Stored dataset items
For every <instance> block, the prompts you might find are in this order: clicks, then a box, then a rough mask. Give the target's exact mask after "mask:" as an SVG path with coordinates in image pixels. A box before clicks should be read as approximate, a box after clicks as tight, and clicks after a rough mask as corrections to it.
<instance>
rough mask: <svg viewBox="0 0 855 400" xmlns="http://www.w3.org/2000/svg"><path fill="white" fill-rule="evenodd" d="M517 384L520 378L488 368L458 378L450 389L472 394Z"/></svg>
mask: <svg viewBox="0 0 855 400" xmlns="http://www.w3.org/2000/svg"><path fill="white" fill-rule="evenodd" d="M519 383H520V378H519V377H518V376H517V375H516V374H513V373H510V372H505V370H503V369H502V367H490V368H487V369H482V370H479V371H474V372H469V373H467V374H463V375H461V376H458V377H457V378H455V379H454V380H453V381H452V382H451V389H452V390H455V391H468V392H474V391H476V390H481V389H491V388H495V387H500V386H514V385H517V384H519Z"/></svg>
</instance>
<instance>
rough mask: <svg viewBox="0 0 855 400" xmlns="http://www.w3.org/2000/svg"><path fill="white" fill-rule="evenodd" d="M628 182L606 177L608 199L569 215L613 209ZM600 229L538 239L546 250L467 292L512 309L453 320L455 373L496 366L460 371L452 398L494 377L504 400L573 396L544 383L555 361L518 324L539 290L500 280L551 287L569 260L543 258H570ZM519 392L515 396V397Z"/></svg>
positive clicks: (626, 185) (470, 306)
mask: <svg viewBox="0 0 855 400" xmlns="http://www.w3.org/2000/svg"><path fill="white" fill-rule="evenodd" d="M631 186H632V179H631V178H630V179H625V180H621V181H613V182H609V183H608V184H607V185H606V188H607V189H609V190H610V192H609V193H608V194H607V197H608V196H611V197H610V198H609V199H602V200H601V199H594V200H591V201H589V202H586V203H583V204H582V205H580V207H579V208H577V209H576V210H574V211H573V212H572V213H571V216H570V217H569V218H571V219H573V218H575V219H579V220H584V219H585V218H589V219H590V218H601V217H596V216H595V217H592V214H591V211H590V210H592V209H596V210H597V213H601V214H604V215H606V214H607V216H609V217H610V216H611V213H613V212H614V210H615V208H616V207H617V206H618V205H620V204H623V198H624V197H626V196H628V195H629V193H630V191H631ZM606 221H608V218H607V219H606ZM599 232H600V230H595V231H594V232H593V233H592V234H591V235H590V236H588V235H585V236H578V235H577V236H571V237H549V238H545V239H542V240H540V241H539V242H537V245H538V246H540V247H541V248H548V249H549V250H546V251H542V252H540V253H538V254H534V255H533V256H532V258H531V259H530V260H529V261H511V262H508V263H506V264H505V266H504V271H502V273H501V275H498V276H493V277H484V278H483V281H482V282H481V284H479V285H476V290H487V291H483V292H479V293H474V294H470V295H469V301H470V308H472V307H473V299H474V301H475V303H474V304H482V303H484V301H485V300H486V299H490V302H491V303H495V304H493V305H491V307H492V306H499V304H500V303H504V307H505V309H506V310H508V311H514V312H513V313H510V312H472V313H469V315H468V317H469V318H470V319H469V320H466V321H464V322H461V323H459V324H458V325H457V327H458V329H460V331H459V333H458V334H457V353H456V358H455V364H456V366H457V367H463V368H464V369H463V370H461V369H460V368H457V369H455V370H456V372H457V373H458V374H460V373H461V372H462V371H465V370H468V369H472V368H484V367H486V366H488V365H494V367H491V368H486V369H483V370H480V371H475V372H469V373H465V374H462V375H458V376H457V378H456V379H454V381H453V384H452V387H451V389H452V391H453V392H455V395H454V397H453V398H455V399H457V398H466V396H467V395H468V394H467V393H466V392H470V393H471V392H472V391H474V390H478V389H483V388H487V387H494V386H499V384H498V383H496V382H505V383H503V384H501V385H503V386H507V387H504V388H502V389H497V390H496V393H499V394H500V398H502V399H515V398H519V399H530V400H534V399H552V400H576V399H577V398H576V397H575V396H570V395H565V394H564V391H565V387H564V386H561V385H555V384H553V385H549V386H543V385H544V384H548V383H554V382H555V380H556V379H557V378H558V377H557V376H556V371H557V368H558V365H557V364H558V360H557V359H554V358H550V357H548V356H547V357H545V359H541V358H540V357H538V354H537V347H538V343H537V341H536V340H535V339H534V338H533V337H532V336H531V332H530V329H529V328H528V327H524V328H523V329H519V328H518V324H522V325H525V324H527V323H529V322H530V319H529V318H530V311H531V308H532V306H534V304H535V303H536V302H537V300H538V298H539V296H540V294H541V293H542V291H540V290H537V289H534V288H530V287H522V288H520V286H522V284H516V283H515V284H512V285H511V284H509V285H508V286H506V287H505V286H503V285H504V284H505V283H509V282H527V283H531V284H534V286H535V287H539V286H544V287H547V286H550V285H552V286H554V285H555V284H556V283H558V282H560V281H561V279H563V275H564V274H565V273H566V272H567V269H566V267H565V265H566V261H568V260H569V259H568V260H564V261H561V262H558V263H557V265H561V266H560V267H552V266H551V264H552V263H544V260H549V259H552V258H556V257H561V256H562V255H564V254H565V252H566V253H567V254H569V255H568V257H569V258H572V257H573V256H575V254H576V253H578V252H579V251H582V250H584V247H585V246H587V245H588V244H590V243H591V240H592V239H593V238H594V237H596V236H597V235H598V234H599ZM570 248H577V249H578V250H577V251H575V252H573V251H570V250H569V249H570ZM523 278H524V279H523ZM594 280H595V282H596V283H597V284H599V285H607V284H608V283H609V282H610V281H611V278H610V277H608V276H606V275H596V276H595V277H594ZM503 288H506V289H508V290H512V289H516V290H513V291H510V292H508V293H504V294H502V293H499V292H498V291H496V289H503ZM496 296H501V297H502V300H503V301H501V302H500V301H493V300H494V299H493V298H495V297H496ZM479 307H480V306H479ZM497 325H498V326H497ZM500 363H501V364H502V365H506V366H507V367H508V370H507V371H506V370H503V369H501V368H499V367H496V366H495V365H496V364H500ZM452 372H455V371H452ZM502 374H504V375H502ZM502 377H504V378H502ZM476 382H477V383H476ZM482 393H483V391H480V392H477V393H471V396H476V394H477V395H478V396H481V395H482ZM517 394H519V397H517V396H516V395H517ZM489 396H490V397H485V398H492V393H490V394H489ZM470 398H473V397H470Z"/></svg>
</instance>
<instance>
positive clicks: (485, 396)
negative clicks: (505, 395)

==

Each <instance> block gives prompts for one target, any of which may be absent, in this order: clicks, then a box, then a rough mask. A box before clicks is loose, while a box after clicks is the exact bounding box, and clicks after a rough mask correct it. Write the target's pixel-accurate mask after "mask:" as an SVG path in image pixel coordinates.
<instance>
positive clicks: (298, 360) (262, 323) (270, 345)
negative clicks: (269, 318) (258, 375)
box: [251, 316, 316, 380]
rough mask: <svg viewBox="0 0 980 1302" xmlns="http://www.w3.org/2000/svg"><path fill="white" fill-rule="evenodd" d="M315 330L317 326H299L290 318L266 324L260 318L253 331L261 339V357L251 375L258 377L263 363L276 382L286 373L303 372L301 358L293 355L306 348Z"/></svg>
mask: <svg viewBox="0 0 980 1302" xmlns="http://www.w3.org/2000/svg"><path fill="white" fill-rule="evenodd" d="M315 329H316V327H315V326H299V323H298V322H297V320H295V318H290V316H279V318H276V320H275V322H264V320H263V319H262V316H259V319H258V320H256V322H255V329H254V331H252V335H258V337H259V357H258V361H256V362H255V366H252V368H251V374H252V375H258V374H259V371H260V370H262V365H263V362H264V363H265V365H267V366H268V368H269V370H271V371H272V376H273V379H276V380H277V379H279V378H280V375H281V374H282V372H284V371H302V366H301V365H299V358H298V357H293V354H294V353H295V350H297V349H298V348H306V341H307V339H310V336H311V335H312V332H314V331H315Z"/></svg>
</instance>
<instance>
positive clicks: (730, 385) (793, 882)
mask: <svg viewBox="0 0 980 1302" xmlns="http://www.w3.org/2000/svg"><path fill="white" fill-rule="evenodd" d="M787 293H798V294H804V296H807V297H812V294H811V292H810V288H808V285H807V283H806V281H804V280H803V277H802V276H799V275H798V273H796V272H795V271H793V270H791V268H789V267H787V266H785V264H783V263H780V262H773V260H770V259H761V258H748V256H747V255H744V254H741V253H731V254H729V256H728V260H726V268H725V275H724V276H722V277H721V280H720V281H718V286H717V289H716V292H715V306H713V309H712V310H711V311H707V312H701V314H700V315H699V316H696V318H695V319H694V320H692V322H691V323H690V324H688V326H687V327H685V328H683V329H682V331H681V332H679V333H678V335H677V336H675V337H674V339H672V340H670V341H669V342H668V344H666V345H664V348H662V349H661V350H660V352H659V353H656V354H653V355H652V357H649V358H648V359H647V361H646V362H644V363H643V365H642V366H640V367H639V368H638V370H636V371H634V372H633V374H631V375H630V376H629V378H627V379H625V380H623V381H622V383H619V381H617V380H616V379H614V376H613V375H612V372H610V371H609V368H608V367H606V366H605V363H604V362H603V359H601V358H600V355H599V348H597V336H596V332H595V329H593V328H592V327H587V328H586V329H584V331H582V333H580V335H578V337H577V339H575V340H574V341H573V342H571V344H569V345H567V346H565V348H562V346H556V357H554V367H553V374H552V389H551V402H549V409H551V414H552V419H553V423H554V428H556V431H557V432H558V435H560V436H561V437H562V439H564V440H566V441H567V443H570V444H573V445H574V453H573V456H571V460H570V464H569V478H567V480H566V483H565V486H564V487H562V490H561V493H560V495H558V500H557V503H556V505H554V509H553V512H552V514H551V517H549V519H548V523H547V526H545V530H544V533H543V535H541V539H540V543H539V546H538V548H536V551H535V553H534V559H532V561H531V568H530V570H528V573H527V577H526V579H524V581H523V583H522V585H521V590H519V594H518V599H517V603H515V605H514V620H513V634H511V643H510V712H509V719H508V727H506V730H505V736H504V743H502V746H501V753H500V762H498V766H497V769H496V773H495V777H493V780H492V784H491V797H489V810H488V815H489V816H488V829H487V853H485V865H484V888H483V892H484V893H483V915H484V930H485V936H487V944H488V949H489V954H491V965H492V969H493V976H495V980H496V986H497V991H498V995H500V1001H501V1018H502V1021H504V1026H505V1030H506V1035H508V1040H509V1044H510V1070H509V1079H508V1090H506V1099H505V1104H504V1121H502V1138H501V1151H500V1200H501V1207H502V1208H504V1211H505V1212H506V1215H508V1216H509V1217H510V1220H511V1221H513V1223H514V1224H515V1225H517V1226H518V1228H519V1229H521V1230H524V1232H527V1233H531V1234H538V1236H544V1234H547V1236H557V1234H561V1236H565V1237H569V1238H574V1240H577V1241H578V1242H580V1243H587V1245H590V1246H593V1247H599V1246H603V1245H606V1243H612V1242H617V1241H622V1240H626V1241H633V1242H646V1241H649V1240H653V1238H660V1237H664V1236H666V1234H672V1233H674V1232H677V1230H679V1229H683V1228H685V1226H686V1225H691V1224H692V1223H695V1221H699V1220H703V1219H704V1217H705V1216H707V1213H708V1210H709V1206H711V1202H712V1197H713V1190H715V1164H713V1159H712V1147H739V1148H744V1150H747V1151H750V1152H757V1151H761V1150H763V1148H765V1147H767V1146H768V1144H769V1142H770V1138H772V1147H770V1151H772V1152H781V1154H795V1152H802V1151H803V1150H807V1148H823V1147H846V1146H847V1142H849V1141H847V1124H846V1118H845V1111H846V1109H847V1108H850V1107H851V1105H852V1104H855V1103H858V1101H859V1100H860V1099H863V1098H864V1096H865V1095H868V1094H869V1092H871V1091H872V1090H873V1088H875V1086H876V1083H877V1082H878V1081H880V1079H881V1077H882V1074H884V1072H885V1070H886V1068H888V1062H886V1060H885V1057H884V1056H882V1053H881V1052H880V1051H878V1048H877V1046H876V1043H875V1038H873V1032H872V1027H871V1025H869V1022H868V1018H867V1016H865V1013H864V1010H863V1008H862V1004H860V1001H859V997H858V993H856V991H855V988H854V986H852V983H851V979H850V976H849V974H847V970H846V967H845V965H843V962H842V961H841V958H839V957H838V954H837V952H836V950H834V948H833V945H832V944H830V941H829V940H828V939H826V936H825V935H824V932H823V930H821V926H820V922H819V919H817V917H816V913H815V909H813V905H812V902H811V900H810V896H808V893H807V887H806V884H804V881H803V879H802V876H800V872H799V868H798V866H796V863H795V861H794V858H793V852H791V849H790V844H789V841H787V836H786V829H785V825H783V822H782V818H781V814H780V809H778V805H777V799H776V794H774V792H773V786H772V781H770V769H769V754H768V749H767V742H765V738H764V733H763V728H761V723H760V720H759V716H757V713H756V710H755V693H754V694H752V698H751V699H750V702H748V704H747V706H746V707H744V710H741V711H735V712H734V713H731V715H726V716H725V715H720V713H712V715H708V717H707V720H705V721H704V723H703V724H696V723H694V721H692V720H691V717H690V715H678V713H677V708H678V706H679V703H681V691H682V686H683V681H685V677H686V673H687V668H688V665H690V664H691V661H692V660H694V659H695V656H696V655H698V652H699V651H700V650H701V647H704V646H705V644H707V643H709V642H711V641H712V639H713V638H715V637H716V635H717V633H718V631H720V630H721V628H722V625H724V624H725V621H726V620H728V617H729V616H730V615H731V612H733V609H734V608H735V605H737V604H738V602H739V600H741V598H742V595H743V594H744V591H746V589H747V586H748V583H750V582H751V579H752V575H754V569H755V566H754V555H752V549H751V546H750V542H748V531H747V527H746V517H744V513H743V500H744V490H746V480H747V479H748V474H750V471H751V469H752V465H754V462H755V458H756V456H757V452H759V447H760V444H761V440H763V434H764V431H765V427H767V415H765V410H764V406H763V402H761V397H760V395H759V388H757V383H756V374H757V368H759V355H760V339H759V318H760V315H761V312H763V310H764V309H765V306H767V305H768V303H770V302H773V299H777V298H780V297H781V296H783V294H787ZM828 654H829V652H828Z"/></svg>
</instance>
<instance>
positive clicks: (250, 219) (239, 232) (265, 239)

---

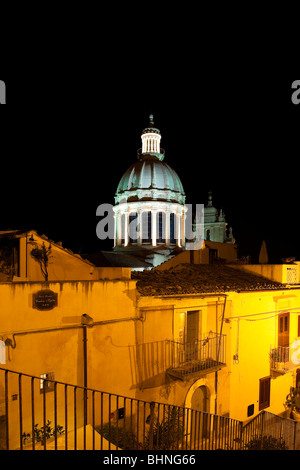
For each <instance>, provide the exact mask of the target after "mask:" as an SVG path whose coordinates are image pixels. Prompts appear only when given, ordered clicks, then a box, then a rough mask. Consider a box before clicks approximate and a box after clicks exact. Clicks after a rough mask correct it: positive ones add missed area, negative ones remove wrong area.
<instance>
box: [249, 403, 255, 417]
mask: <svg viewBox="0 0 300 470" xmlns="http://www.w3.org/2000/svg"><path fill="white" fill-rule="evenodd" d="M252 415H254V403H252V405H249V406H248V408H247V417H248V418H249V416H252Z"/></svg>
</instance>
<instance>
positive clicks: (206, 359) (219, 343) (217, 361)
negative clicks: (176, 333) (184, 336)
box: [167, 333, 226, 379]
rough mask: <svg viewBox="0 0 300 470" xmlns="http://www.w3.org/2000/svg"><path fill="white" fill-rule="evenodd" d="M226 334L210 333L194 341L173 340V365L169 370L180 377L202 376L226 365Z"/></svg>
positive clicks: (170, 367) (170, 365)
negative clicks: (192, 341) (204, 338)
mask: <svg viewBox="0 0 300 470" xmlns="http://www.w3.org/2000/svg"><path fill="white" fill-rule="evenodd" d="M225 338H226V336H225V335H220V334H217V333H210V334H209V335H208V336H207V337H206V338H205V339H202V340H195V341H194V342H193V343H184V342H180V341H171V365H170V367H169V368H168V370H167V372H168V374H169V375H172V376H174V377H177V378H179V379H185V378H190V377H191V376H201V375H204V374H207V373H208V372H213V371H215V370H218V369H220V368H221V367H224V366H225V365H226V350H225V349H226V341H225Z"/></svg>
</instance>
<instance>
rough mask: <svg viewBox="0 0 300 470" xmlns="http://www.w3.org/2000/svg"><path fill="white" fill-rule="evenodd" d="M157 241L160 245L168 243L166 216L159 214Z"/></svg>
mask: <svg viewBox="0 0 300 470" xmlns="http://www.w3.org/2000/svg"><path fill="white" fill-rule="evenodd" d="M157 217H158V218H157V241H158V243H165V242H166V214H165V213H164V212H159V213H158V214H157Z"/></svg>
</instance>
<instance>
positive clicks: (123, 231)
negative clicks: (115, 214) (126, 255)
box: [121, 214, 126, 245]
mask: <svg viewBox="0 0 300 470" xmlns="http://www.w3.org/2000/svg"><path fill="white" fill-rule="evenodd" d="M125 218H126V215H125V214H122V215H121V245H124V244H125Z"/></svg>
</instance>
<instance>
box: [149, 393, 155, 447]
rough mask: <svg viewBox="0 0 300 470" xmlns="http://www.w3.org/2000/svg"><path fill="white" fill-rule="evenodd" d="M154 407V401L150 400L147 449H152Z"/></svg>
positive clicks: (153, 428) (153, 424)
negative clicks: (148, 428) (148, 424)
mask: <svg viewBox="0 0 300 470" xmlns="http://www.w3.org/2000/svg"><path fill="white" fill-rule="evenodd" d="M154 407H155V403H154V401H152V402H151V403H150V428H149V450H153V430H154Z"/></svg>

Directive:
Find every line of the records above that contains the word "approximate", matching case exactly, and copy each such line in full.

Finished task:
For every <instance> block, the prompts you might find are in this order: clicks, then a box, then a rough mask. Give the target's exact mask after "mask:" as an SVG path with coordinates in image pixels. A box before clicks should be read as approximate, a box after clicks as tight, and clicks after a rough mask as corrections to it.
For each <instance>, provide the exact mask of the target after "mask:" as an SVG path whose coordinates are image pixels. Prompts appear only when given, ordered clicks, then a box, then a rough mask. Consider a box before clicks approximate and a box after clicks exact. Clicks after a rough mask correct it: positive ones add missed area, negative ones remove wrong area.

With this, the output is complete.